━━━ TEXTO DE LEITURA ━━━
Jorge Portugal: “O Gestor terá de ser o primeiro ‘Destabilizador’ ”

O Director-Geral da COTEC Portugal defende que num ambiente 4.0 o gestor deve assumir o papel de “orquestrador de processos” e que o imobilismo será o maior risco para a presente revolução industrial.

Gerir em 4.0 será seguramente diferente. Que mudanças serão necessárias realizar nas lideranças das empresas (em termos de competências específicas) para que isso aconteça com sucesso?

Na era da automação e da inteligência artificial, a gestão atingiu um ponto de inflexão: continuará a ser uma disciplina cujos princípios se manterão relevantes mas com propósitos aplicados a um contexto muito diferente. Numa organização nos primórdios do século XX, um gestor era alguém “responsável pelo trabalho dos subordinados”, um “patrão”; a gestão era entendida como um conceito com equivalência em hierarquia e poder. Esta ideia persiste na cabeça de muito boa gente.
━━━ OS DADOS ━━━
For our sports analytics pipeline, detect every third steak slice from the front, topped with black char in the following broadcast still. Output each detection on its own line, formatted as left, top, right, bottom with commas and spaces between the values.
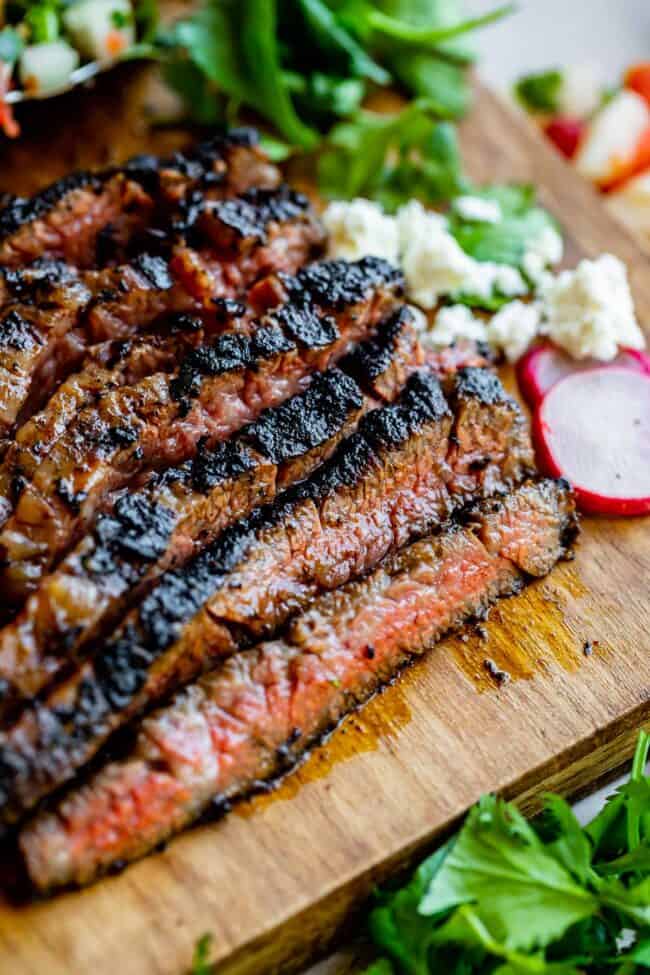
0, 369, 366, 709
━━━
(SOBRE O EXERCÍCIO):
Transcreva fielmente, da entrevista sobre a gestão na era 4.0, tudo o que vai desde "Gerir em 4.0" até "muito boa gente.".

(RESPOSTA):
Gerir em 4.0 será seguramente diferente. Que mudanças serão necessárias realizar nas lideranças das empresas (em termos de competências específicas) para que isso aconteça com sucesso?

Na era da automação e da inteligência artificial, a gestão atingiu um ponto de inflexão: continuará a ser uma disciplina cujos princípios se manterão relevantes mas com propósitos aplicados a um contexto muito diferente. Numa organização nos primórdios do século XX, um gestor era alguém “responsável pelo trabalho dos subordinados”, um “patrão”; a gestão era entendida como um conceito com equivalência em hierarquia e poder. Esta ideia persiste na cabeça de muito boa gente.